** start Data shown **
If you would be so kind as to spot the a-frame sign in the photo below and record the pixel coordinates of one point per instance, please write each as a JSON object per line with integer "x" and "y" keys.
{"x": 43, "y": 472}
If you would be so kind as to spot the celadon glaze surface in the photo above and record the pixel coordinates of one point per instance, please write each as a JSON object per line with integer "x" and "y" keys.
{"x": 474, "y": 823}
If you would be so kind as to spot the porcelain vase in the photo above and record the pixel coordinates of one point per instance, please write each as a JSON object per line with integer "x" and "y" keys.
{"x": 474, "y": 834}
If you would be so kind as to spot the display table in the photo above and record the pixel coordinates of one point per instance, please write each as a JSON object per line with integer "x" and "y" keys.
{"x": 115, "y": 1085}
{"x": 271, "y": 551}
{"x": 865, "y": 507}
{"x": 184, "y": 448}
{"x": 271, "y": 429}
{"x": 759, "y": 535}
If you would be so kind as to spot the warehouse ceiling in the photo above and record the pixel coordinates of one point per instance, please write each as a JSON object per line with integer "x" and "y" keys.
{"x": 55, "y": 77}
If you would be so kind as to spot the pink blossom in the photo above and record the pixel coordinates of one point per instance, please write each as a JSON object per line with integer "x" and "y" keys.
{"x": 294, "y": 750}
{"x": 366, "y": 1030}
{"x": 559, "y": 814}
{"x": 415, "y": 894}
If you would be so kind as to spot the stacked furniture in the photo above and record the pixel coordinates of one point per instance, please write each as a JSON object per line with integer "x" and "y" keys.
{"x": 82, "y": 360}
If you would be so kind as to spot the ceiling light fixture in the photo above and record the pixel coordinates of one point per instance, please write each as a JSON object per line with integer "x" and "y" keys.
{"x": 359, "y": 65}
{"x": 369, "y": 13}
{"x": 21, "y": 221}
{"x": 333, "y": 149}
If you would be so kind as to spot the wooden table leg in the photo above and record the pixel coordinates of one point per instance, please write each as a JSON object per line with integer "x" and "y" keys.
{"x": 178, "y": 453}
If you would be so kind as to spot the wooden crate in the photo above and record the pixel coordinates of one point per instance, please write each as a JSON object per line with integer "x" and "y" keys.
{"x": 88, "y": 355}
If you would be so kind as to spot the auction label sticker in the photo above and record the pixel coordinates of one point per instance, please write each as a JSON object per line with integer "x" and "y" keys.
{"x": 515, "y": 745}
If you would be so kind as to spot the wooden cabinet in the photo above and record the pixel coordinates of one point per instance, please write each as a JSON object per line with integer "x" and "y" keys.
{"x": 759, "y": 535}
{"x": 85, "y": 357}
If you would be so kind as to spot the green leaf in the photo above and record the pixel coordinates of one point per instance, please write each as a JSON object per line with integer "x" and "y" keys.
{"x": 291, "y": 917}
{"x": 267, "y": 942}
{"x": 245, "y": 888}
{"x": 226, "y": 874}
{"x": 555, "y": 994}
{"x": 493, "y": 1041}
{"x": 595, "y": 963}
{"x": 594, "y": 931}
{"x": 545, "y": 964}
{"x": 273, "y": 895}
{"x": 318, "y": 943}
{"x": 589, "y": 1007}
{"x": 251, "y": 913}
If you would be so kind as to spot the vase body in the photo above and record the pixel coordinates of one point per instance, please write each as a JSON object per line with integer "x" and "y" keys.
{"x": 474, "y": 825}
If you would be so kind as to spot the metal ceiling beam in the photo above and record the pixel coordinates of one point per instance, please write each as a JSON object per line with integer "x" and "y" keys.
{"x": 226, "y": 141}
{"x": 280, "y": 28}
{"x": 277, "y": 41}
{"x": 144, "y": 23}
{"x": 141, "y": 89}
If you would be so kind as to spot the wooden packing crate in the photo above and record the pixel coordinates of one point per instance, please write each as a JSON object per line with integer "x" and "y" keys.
** end Data shown **
** start Data shown **
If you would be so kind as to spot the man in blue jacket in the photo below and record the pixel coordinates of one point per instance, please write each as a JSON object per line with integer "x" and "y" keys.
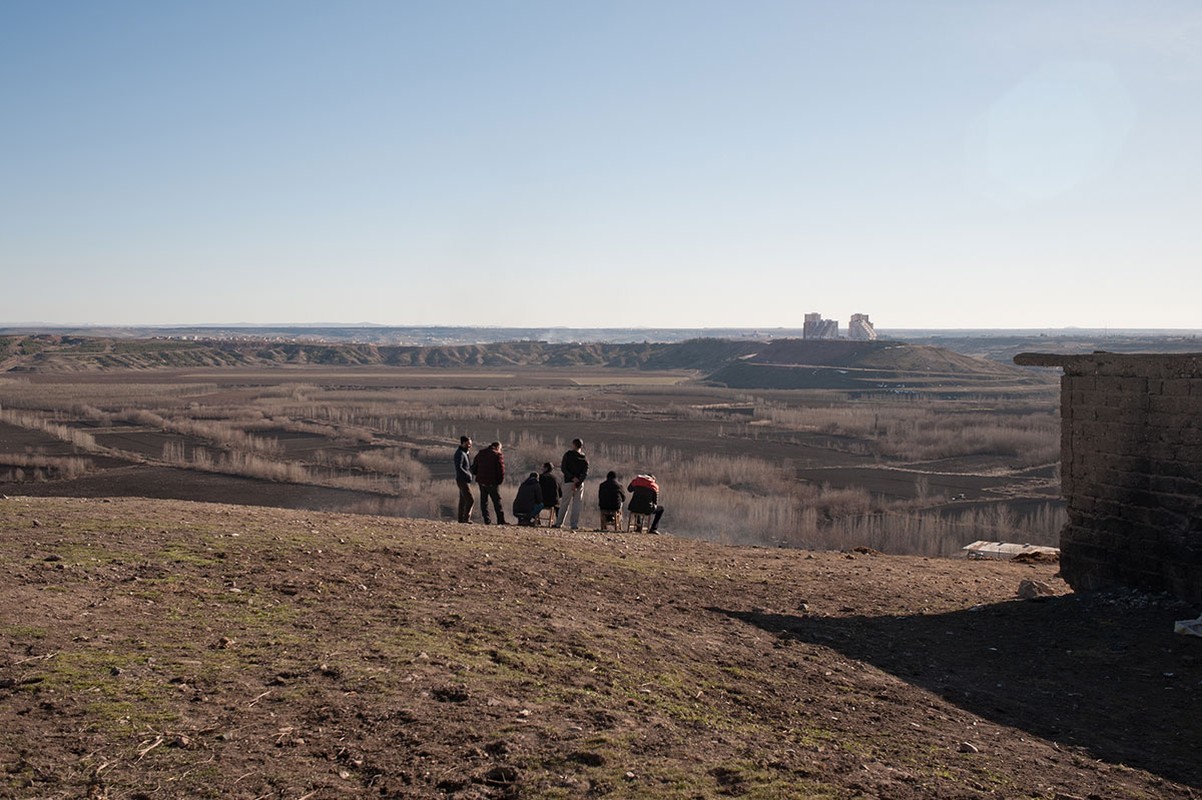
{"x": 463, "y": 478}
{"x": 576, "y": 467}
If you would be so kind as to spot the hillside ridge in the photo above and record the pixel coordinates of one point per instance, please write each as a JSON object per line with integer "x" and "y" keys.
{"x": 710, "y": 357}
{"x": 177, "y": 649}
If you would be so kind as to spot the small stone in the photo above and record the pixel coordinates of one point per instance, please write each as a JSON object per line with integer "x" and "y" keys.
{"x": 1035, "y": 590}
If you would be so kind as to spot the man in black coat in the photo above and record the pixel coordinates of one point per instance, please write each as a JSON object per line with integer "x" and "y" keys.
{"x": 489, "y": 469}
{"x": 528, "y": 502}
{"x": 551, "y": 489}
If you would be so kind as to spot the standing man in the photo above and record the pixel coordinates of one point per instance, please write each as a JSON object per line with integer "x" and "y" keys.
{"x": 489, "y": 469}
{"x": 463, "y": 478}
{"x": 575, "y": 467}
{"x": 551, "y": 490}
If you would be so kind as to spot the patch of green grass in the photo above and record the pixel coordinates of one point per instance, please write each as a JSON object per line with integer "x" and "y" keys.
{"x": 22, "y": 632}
** end Data shown **
** start Data shown **
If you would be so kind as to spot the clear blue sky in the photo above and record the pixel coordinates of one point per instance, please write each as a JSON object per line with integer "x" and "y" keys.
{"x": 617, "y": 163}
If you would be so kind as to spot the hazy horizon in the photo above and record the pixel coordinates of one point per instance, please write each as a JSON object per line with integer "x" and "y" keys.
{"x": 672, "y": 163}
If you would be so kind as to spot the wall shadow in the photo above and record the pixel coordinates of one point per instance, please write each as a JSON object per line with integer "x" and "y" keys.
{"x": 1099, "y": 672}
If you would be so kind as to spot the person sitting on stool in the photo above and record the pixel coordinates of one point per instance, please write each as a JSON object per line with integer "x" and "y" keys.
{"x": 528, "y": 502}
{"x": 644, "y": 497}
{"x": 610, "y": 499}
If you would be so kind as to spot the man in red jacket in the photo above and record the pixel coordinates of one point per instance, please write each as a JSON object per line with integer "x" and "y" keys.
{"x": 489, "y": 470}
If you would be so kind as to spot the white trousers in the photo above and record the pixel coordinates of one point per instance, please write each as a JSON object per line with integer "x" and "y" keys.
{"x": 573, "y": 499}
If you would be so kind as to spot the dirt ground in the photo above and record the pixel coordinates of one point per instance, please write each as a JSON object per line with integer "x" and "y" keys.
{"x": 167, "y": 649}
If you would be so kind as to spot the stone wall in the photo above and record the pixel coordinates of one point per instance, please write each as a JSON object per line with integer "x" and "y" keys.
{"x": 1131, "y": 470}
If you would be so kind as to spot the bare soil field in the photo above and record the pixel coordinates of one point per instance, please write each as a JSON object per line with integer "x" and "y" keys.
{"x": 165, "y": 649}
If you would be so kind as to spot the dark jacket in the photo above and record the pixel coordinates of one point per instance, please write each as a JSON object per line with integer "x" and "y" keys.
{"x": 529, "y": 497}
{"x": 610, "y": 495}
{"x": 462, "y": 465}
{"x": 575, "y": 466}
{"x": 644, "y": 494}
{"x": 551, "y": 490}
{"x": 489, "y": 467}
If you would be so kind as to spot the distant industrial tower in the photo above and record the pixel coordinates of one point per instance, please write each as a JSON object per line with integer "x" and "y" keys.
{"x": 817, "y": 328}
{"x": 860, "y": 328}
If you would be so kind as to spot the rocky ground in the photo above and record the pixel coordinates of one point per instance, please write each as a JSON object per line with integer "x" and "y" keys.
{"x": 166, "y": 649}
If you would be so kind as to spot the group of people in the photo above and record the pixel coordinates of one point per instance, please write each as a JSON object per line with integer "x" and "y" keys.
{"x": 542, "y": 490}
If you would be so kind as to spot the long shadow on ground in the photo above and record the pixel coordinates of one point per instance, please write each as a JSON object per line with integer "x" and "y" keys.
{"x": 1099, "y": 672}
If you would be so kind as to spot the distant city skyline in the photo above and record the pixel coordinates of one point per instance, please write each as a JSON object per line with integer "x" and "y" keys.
** end Data shown **
| Problem to solve |
Report each line of the data above that contains the string "wall", and copy every such line in full. Treat the match as case-sensitive.

| Correct answer |
If you would be so kind as to spot the wall shadow in the photo above and record the pixel coordinates of one point per instance, please write each as a JSON object per line with integer "x" and "y" keys.
If you would be so kind as to spot the stone wall in the photo above and record the pixel coordinates of one point per instance, please write each as a JSON object per line with integer "x" and "y" keys.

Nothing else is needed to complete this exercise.